### Do this
Copy out the listing that follows, exact in every word, and skip the images.

### Material supplied

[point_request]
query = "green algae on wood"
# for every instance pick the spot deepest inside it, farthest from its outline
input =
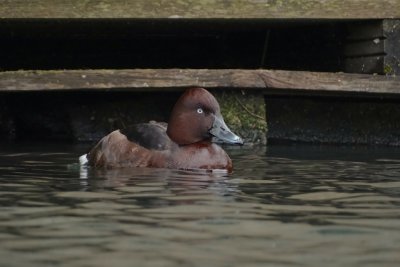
(244, 113)
(205, 9)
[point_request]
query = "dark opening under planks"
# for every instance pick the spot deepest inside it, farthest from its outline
(173, 79)
(211, 9)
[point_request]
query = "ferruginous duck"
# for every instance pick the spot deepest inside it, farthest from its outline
(186, 142)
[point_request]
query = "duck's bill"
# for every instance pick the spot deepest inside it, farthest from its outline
(222, 134)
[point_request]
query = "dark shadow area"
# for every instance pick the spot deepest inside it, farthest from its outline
(333, 120)
(77, 117)
(122, 43)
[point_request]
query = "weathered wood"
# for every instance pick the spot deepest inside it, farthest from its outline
(298, 9)
(172, 79)
(391, 30)
(373, 47)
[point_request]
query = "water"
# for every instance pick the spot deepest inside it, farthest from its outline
(282, 206)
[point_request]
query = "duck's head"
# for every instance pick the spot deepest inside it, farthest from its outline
(196, 117)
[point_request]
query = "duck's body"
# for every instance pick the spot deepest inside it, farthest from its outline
(185, 143)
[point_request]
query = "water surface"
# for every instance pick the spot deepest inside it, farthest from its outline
(282, 206)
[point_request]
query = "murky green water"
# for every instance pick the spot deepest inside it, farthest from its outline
(285, 206)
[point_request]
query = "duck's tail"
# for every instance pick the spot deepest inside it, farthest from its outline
(83, 160)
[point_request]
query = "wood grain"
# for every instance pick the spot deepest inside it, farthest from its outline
(211, 9)
(176, 79)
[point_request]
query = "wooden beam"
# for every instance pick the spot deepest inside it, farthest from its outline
(172, 79)
(193, 9)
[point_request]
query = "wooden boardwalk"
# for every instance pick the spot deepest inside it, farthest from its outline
(194, 9)
(267, 81)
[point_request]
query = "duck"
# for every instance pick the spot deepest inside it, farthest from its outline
(190, 140)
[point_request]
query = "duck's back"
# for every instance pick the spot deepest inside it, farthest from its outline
(141, 145)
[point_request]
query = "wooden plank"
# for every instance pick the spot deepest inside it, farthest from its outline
(173, 79)
(373, 47)
(391, 29)
(211, 9)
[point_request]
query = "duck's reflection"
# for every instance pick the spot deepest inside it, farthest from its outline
(159, 187)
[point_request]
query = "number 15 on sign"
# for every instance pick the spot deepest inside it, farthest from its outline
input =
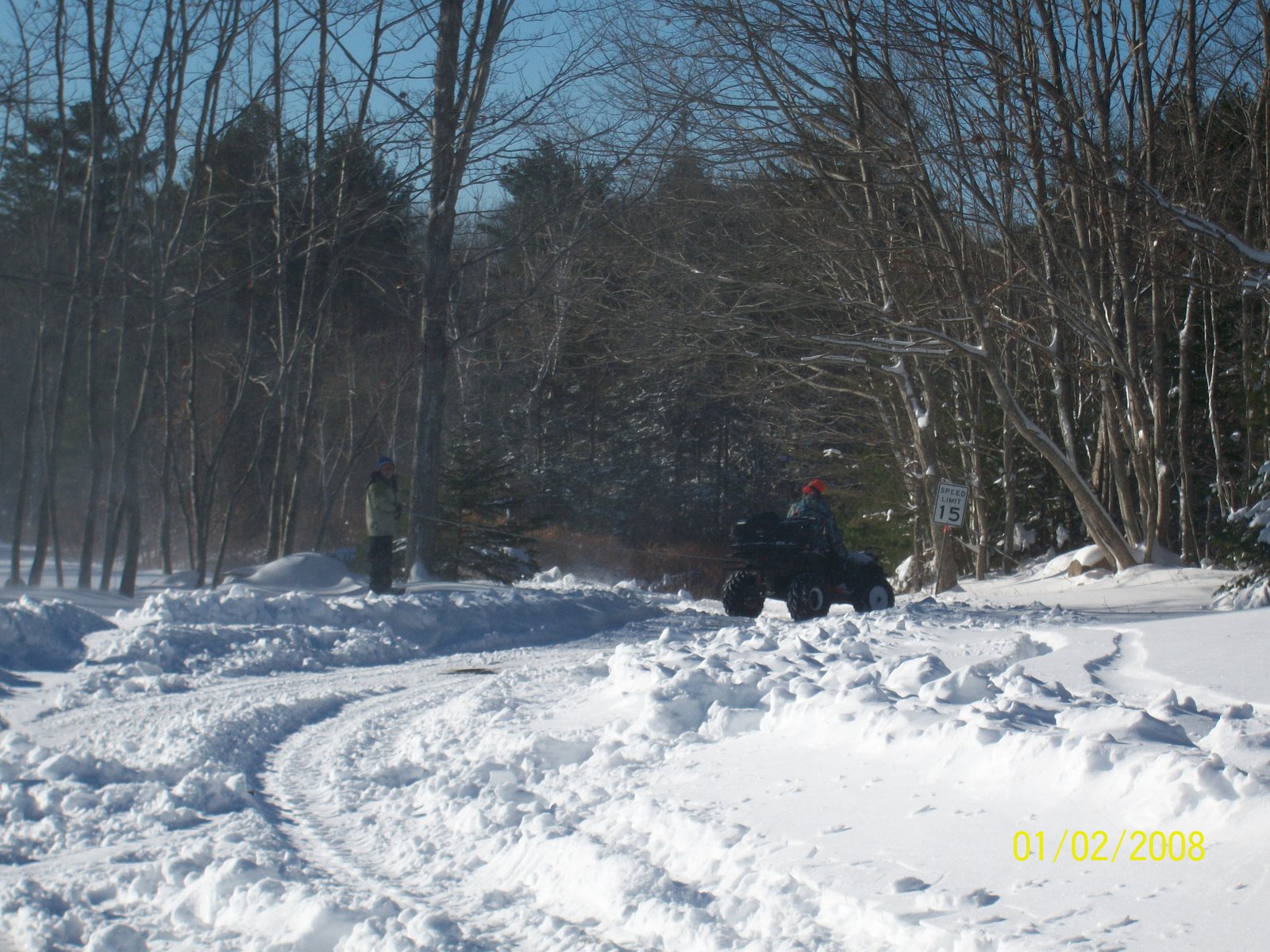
(950, 505)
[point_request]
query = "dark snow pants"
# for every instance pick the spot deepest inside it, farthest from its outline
(380, 556)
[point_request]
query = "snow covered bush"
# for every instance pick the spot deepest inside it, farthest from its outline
(1253, 588)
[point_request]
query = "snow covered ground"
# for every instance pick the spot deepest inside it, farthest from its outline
(287, 763)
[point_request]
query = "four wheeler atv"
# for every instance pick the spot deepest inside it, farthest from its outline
(784, 560)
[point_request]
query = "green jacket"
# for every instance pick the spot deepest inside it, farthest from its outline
(381, 505)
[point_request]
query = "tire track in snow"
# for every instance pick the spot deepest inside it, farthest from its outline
(317, 781)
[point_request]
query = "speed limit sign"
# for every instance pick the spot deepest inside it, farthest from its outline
(950, 501)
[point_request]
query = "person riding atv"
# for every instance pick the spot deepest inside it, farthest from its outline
(803, 562)
(813, 507)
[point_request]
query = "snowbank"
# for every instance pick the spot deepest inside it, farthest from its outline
(302, 571)
(44, 636)
(241, 630)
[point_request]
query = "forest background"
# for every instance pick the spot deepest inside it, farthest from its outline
(606, 279)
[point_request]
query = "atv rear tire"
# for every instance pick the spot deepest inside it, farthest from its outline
(742, 596)
(808, 597)
(874, 597)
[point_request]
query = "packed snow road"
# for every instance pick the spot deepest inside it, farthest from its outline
(565, 766)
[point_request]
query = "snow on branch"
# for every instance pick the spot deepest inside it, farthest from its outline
(1254, 279)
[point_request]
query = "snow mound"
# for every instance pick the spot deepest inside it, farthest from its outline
(302, 571)
(44, 636)
(244, 630)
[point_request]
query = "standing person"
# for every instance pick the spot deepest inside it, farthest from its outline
(813, 507)
(381, 516)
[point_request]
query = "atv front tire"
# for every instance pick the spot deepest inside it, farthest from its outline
(874, 597)
(742, 596)
(808, 597)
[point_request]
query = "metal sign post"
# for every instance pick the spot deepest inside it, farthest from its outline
(950, 505)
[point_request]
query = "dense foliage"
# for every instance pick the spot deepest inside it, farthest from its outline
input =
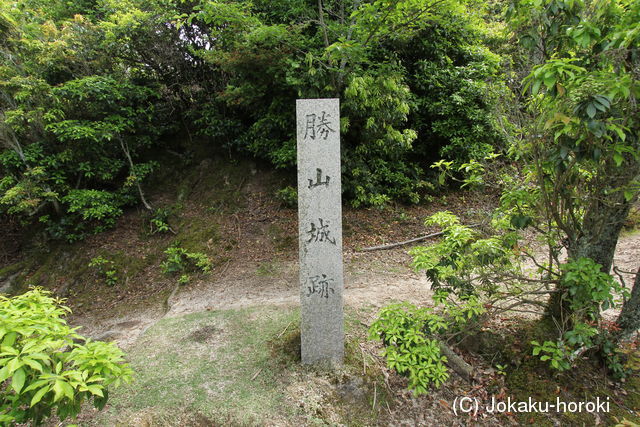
(46, 367)
(573, 175)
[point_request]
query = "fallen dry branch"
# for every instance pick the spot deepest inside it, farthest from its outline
(406, 242)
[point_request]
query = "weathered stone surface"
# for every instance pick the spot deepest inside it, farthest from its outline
(320, 225)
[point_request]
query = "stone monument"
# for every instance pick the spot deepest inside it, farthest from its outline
(320, 230)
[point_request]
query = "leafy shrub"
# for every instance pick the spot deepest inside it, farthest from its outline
(159, 222)
(411, 337)
(288, 196)
(106, 269)
(588, 291)
(45, 366)
(179, 260)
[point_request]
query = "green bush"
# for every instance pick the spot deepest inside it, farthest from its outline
(46, 367)
(412, 335)
(106, 269)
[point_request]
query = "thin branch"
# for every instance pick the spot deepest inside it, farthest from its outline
(406, 242)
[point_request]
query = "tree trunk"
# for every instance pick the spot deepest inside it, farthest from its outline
(629, 319)
(600, 230)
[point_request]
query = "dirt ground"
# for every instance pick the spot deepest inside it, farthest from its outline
(254, 248)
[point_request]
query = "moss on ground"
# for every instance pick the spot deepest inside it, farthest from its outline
(529, 377)
(240, 367)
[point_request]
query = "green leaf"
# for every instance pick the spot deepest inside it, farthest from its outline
(618, 158)
(39, 395)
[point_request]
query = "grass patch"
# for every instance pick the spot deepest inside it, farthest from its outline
(239, 367)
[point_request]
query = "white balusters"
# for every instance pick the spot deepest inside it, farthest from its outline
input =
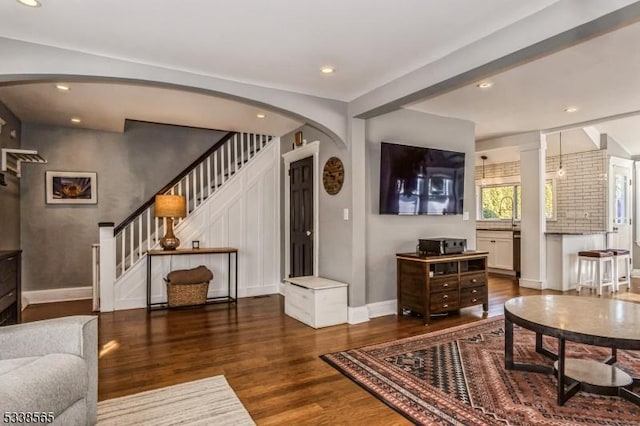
(228, 173)
(123, 252)
(238, 150)
(241, 148)
(215, 169)
(149, 229)
(208, 176)
(202, 193)
(235, 152)
(139, 236)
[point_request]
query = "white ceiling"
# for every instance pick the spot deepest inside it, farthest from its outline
(276, 43)
(103, 106)
(283, 43)
(601, 77)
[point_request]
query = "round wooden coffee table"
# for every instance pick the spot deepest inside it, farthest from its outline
(592, 321)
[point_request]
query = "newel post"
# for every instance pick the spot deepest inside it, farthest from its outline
(107, 266)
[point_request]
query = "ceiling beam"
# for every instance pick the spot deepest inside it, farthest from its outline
(539, 35)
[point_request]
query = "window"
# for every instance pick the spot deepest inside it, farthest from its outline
(505, 201)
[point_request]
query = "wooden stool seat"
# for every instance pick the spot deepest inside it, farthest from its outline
(621, 276)
(592, 268)
(595, 253)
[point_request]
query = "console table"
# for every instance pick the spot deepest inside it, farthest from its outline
(592, 321)
(10, 293)
(439, 284)
(186, 252)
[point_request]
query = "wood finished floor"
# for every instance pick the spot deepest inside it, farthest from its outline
(271, 361)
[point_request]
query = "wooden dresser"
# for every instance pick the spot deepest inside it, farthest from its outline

### Complete response
[point_request]
query = "green algae on wood"
# for every instance pick the spot deepest inside it, farthest from its outline
input =
(244, 113)
(205, 9)
[point_request]
query = "dark opening under planks"
# for every instance pick the spot deepest inside it, farthest from its outline
(173, 79)
(211, 9)
[point_request]
query = "ferruginous duck"
# for every instance pick the spot deepest inside it, farthest from its outline
(186, 142)
[point_request]
query = "duck's bill"
# for every instance pick the spot deepest inside it, farthest from its outline
(222, 134)
[point_request]
query = "dark shadow area"
# for every instance pick the spot deepest inside it, farthest from its outline
(333, 120)
(77, 117)
(122, 43)
[point_request]
query = "weathered wood"
# for every instance pick the spot deepest inside it, farthest from its outline
(298, 9)
(172, 79)
(391, 30)
(373, 47)
[point_request]
query = "water"
# for every instance pick the spot deepest inside it, farthest from its outline
(282, 206)
[point_request]
query = "duck's head"
# for every instance pick the spot deepest inside it, farthest from its outline
(196, 117)
[point_request]
query = "duck's body"
# for every instance pick the spot deepest inside it, farthest from its outline
(185, 143)
[point_request]
query = "water surface"
# for every instance pick the spot deepest inside it, farthest from its outline
(282, 206)
[point_request]
query = "murky green water"
# for every instance pick the spot deepest inside it, farthest from its outline
(285, 206)
[point_request]
query = "duck's tail"
# for every instance pick the spot deepest inside it, farthest from its outline
(83, 160)
[point_request]
query = "wood grain"
# for every instance pick the spot deepest inside it, farthest from its outline
(211, 9)
(176, 79)
[point_request]
query = "wooden beam"
# for every instance pick the spot deepest inside it, farthest from its outline
(172, 79)
(193, 9)
[point_request]
query = "wooden boardwalk"
# for every instance pick the spot deepest inside it, farthest from its outline
(194, 9)
(267, 81)
[point_request]
query = "duck"
# for every instance pick the spot deepest inside it, farthest from its outline
(190, 140)
[point_request]
query = "duck's back"
# for every instance pick the spot deepest inside it, farthest from its outline
(141, 145)
[point_request]
query = "wooden plank"
# for every instance pick the spot deepest inside it, farthest from its outline
(173, 79)
(373, 47)
(391, 29)
(211, 9)
[point_request]
query = "duck's reflection"
# for every instance pick the spot deepest inside it, farthest from its outline
(159, 187)
[point_request]
query = "number 15 on sign"
# for every instance pick the spot deepest inside it, farthest from its outline
input =
(950, 505)
[point_request]
query = "dark snow pants"
# for every instance pick the spot deepest inside it, farthest from its outline
(380, 556)
[point_request]
query = "snow covered bush"
# for every instance pick the spot deepest inside it, farthest from its outline
(1253, 588)
[point_request]
query = "snow covered ground"
# for every instance pick the spot deepest inside it, farthest from its outline
(287, 763)
[point_request]
query = "four wheeler atv"
# for every instance pick the spot deepest inside it, farthest from its outline
(784, 560)
[point_request]
query = "green jacket"
# for every instance pick the spot deepest inside it, farthest from its outline
(381, 505)
[point_request]
query = "tire track in snow"
# for every instance pick the spot deepest inside it, farthest from its outline
(317, 781)
[point_request]
query = "speed limit sign"
# for every instance pick the spot deepest inside it, farthest from its outline
(950, 501)
[point_request]
query = "person riding atv"
# for every instance pick the spot deepest inside it, farthest from its outline
(803, 562)
(813, 507)
[point_request]
query = "snowbank"
# for every instance pick the spot deepest inside it, farthest from its outline
(302, 571)
(44, 636)
(241, 630)
[point_request]
query = "forest background"
# for every instance pick the spot deepest inside it, farthest from its outline
(606, 279)
[point_request]
query = "atv rear tire"
# for every instance pick the spot deepest inside it, farthest from its outline
(742, 596)
(808, 597)
(874, 597)
[point_request]
query = "packed snow road"
# for every instance pick the spot deepest inside it, farthest from its outline
(565, 766)
[point_request]
query = "snow on branch"
# for every instance pick the spot deepest inside it, farthest from its outline
(1254, 279)
[point_request]
query = "snow mound"
# for every instance pick the spot deepest inside it, farthest from its outline
(302, 571)
(44, 636)
(244, 630)
[point_request]
query = "standing person"
# for every instance pick the spot deepest inside it, farthest from its outline
(813, 507)
(381, 516)
[point_request]
query = "atv front tire"
# for every instance pick the spot deepest inside it, farthest from its outline
(874, 597)
(742, 596)
(808, 597)
[point_request]
query = "metal sign post"
# for every instance pick the spot deepest inside it, farthest from its outline
(950, 505)
[point_request]
query = "dense foliage"
# for every instance pick the spot deepest inside it, farthest from its outline
input =
(46, 367)
(573, 175)
[point_request]
query = "fallen dry branch"
# for every instance pick the spot deepest inside it, farthest from its outline
(406, 242)
[point_request]
query = "weathered stone surface"
# for every instance pick the spot deepest inside it, farthest from its outline
(320, 225)
[point_request]
query = "stone monument"
# for every instance pick the spot deepest inside it, farthest from its outline
(320, 230)
[point_request]
query = "leafy shrub"
# for every instance pick the spot deepest inside it, farthest from its outline
(159, 222)
(411, 337)
(288, 196)
(106, 269)
(588, 291)
(45, 366)
(179, 260)
[point_request]
query = "green bush"
# for every instance pick the spot deepest inside it, farthest from its outline
(46, 367)
(412, 335)
(106, 269)
[point_request]
query = "thin branch"
# for every instance pick the spot deepest inside it, farthest from its outline
(406, 242)
[point_request]
query = "tree trunk"
# for every instance pick the spot deepest inside it, farthest from its outline
(629, 319)
(600, 230)
[point_request]
query = "dirt ground"
# for every instance pick the spot deepest inside it, farthest from its outline
(254, 248)
[point_request]
query = "moss on ground"
# for every instance pick the spot deepest inside it, farthest from its outline
(529, 377)
(240, 367)
[point_request]
query = "green leaf"
# for every instance pick the spot deepest inside it, farthest from its outline
(618, 158)
(39, 395)
[point_request]
query = "grass patch"
# for every instance pick the spot deepest inside it, farthest from its outline
(239, 367)
[point_request]
query = "white balusters"
# for every instance pick the spot deepest inside it, farthest from its outline
input =
(228, 173)
(123, 252)
(238, 150)
(241, 148)
(215, 169)
(149, 229)
(208, 176)
(202, 193)
(235, 152)
(139, 236)
[point_request]
query = "white ceiling"
# for every instance pick the spot deepest inside it, farthest from its outline
(276, 43)
(103, 106)
(283, 43)
(601, 77)
[point_request]
query = "round wooden coffee table"
# for every instance pick the spot deepest inside it, farthest from its outline
(592, 321)
[point_request]
query = "newel post"
# for every instance pick the spot deepest inside it, farthest from its outline
(107, 266)
[point_request]
query = "ceiling beam"
# for every instance pick the spot deepest inside it, farthest from its outline
(539, 35)
[point_request]
query = "window"
# for every instance pick the spot deepest inside it, farthest from its outline
(505, 201)
[point_request]
query = "wooden stool seat"
# for every instance pick the spot deepest inside it, farthest from its outline
(621, 276)
(592, 268)
(595, 253)
[point_request]
query = "console table"
# for every instance pick the spot deepest inside it, farthest from its outline
(592, 321)
(10, 293)
(439, 284)
(186, 252)
[point_request]
query = "wood finished floor"
# for every instance pick the spot deepest inside it, farthest from its outline
(271, 361)
[point_request]
query = "wooden dresser"
# for every instance pick the spot deepest inside it, farthest from its outline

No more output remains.